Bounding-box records
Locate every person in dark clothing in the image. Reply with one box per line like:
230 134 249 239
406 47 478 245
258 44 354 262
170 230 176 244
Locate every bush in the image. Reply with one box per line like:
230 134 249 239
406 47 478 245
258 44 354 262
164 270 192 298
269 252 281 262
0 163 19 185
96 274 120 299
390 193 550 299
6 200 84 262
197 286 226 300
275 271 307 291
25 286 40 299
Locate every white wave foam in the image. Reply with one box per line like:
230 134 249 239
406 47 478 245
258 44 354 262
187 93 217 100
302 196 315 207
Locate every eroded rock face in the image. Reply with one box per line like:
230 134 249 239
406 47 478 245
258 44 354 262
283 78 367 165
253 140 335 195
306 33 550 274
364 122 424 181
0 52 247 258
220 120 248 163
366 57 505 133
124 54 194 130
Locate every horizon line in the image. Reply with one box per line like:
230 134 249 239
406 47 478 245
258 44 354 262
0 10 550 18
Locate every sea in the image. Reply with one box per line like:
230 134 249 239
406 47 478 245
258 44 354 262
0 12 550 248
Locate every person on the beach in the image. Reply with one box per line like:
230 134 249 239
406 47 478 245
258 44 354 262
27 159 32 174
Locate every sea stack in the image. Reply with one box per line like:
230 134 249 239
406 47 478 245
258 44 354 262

# Directions for this task:
Copy out the lines of the listing above without any changes, starting with the line that contains "Locate every eroded" and going on through the line that contains "0 10 550 18".

# Solution to the exercise:
Locate every eroded rock face in the image. Reply with one box per line like:
230 134 249 239
406 47 478 245
258 44 354 262
283 78 367 165
253 140 335 195
306 33 550 274
364 122 424 181
0 52 247 258
220 120 248 163
366 57 505 133
124 54 194 130
Locate every horizon line in the image. Reply with one box per line like:
230 134 249 239
406 47 478 245
258 44 354 262
0 10 550 18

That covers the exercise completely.